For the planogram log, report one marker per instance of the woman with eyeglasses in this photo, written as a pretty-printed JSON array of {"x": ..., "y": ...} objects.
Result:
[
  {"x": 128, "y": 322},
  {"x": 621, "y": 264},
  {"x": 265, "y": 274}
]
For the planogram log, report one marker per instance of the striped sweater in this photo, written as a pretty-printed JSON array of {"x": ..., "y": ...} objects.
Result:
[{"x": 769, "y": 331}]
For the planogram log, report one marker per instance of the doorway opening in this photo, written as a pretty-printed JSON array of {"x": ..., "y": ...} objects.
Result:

· · · · · · ·

=== Task objective ===
Rewrite the entries above, replacing every occurrence of "planogram log" with "shelf audit" and leaving all other text unchanged.

=== Answer to this task ===
For the shelf audit, report one marker per instance of the woman with eyeglasses in this photo, written as a pretty-printed JSON array of {"x": ..., "y": ...} objects.
Result:
[
  {"x": 128, "y": 322},
  {"x": 621, "y": 264},
  {"x": 265, "y": 274}
]
For the shelf audit, report one marker per instance of the striped sweater in this photo, written as a pretty-printed JSON array of {"x": ..., "y": ...} objects.
Result:
[{"x": 769, "y": 331}]
For the shelf audit, report one marker per instance of the doorway opening in this photo, written as a pretty-printed JSON array of {"x": ..., "y": ...} objects.
Result:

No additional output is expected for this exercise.